■ **Tasks to carry out**
1 > Rewrite the Middle Finger U. album description, starting with "Studio album by Sauce" and going on through "the United States.", with "rapper" changed to "artist".
2 > According to the Middle Finger U. album description, on which chart did the album reach No. 19?

Studio album by Sauce Money
- Released: May 23, 2000
- Genre: Hip hop
- Length: 1:06:33
- Label: Priority
- Producer: Stanley "Mr. Rapture" Frazier; Daven "Prestige" Vanderpool; DJ Clark Kent; DJ Premier; EZ Elpee; Jaz-O; Marley Marl; Omonte Ward; Sean Combs; Spencer Bellamy;

Singles from Middle Finger U.
- "Middle Finger U." Released: November 24, 1998;

= Middle Finger U =

Middle Finger U. is the only studio album by American rapper Sauce Money. It was released on May 23, 2000, via Priority Records. The production was handled by Mr. Rapture, DJ Clark Kent, Spencer Bellamy, Daven "Prestige" Vanderpool, DJ Premier, EZ Elpee, Jaz-O, Marley Marl, Omonte Ward and Sean Combs. It features guest appearances from Jay-Z, Memphis Bleek, Puff Daddy, Bam-Bue and Maverick. The album peaked at No. 72 on the Billboard 200 and at No. 19 on Top R&B/Hip-Hop Albums in the United States.

■ **Extracted entries**
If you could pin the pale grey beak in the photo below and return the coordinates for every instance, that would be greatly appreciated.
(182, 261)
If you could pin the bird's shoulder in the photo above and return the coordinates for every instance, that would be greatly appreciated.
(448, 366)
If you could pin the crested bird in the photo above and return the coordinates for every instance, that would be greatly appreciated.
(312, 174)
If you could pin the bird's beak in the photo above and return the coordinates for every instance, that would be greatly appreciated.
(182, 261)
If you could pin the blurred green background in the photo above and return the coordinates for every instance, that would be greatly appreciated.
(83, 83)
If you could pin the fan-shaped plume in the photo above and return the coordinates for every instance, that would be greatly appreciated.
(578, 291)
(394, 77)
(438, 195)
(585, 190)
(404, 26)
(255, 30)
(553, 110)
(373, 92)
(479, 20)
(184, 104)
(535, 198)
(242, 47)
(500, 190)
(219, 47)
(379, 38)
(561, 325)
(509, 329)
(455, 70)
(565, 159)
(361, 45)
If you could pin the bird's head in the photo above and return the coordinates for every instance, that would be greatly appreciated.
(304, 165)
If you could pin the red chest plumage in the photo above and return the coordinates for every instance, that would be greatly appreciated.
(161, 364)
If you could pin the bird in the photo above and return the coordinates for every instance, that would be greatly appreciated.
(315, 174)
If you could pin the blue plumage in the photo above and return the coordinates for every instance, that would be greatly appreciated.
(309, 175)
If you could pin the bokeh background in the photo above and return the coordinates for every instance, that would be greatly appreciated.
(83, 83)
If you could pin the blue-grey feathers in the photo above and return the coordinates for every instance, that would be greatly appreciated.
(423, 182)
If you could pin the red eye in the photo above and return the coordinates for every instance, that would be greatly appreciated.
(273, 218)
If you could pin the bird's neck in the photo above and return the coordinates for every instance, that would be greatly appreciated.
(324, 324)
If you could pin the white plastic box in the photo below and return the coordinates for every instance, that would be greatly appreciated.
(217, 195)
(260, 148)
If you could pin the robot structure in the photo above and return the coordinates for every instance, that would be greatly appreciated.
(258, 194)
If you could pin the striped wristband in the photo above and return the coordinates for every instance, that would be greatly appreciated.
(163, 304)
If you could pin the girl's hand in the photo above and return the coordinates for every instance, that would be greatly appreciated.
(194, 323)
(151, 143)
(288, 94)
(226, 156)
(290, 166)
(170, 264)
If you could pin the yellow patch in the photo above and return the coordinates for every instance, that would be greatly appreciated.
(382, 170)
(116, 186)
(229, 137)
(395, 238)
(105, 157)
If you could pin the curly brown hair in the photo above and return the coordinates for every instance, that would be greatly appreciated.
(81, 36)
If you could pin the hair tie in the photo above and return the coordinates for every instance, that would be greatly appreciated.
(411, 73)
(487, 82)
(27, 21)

■ **List of solutions**
1 >
Studio album by Sauce Money
- Released: May 23, 2000
- Genre: Hip hop
- Length: 1:06:33
- Label: Priority
- Producer: Stanley "Mr. Rapture" Frazier; Daven "Prestige" Vanderpool; DJ Clark Kent; DJ Premier; EZ Elpee; Jaz-O; Marley Marl; Omonte Ward; Sean Combs; Spencer Bellamy;

Singles from Middle Finger U.
- "Middle Finger U." Released: November 24, 1998;

= Middle Finger U =

Middle Finger U. is the only studio album by American artist Sauce Money. It was released on May 23, 2000, via Priority Records. The production was handled by Mr. Rapture, DJ Clark Kent, Spencer Bellamy, Daven "Prestige" Vanderpool, DJ Premier, EZ Elpee, Jaz-O, Marley Marl, Omonte Ward and Sean Combs. It features guest appearances from Jay-Z, Memphis Bleek, Puff Daddy, Bam-Bue and Maverick. The album peaked at No. 72 on the Billboard 200 and at No. 19 on Top R&B/Hip-Hop Albums in the United States.

2 > Top R&B/Hip-Hop Albums in the United States.